**Supplied passage**.
┌────────
Question Date: 2001-11-13
Answer 1:

Milk is made up of water and tiny globules of fat which have a tendency to stick together and form clumps. When left alone, the fat in a glass of milk taken directly from a cow will separate from the rest of the milk because all of the fat globules will clump together. When cold, this can happen in less than one hour!

You may wonder why the milk we buy in stores does not do this. In fact, the milk that we buy is stores is "homogenized". What this means is that the milk has gone through a process to make all of the fat globules very small and very nearly the same size. This slows down the clumping process and keeps the fat from separating. I think the reason is that big globules rise faster than small globules so that in raw milk the big globules will rise quickly and collect all of the smaller globules as it moves up. Making all the globules tiny and the same size (so that no globule rises too much faster than any other) slows this process down.

Now on to your question: Shaking tends to bring the globules much closer together than they normally would go. When two globules collide, they tend to clump and pretty soon you have a bunch of big clumps of fat which rise to the top. Butter itself is nothing more than milk fat and salt, with tiny (too small to see) droplets of water.


Answer 2:

"Emulsion" comes to mind when I read your question. I did a search on www.google.com for: butter churning and found this website: here

This site says that butter is a water-in-oil emulsion, comprised of >80% milk fat, but also containing water in the form of tiny droplets, perhaps some milk solids-not-fat. The fat globules of cream seem to get broken down into smaller globules by shaking, and and little watery spheres get trapped in the fat.

I found another site which says that butter is made up of fat, protein, and water. They form an emulsion, which means that you have a mixture of substances that usually don't mix (oil and water).
└────────
**Work request A**. In the passage about milk and butter, what does it mean that milk sold in stores is "homogenized"?
**Work request B**. Quote the passage about milk and butter word for word, starting with "Milk is made" and going on through "than one hour!".
The entries have no connection to the passage about milk and butter.

Dataset entries
┌────────
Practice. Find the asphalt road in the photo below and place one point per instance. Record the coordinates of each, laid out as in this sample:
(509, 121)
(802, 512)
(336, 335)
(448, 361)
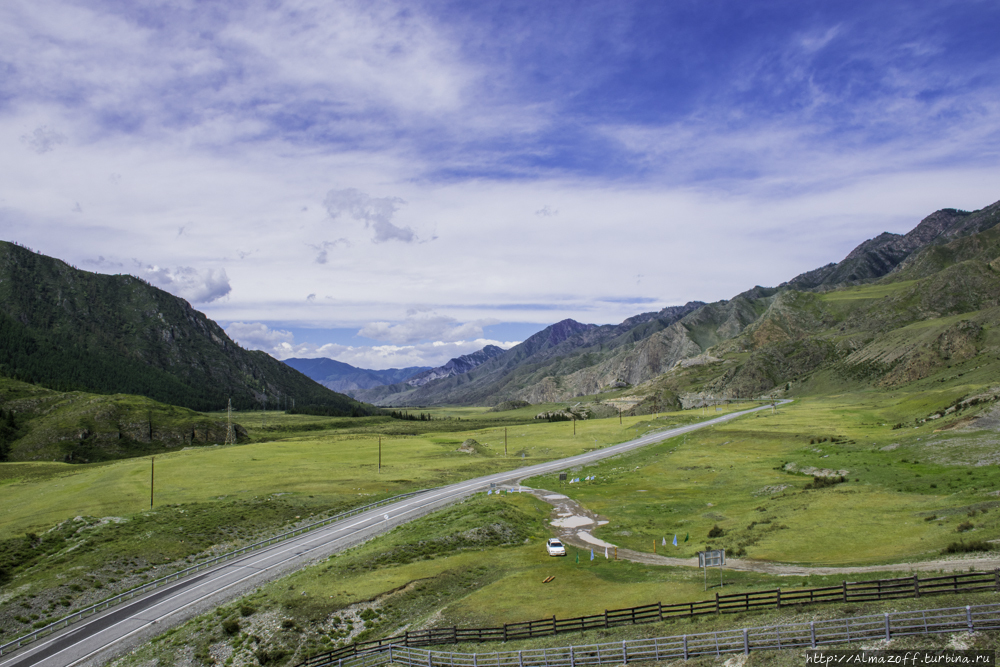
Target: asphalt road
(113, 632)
└────────
**Task solution A**. The milk has gone through a process that makes all of the fat globules very small and very nearly the same size.

**Task solution B**.
Milk is made up of water and tiny globules of fat which have a tendency to stick together and form clumps. When left alone, the fat in a glass of milk taken directly from a cow will separate from the rest of the milk because all of the fat globules will clump together. When cold, this can happen in less than one hour!